◆ **Brief**
Could you please find each line in the records that contains the word "query" and copy it?

(Point localization data)
++++++++++++++++++++

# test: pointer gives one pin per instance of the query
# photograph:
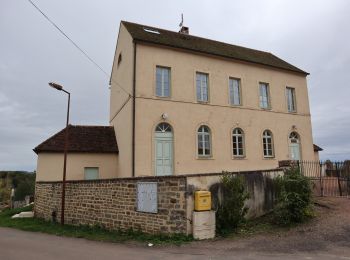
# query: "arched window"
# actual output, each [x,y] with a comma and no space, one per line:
[294,146]
[163,150]
[163,127]
[268,144]
[238,142]
[204,141]
[294,138]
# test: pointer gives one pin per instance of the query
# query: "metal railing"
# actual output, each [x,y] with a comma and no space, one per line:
[328,178]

++++++++++++++++++++

◆ **Answer for this exercise**
# test: pointer gives one pin per instance of the query
# query: "arched window"
# test: pointer gives one pin per instance of the query
# query: "metal railing"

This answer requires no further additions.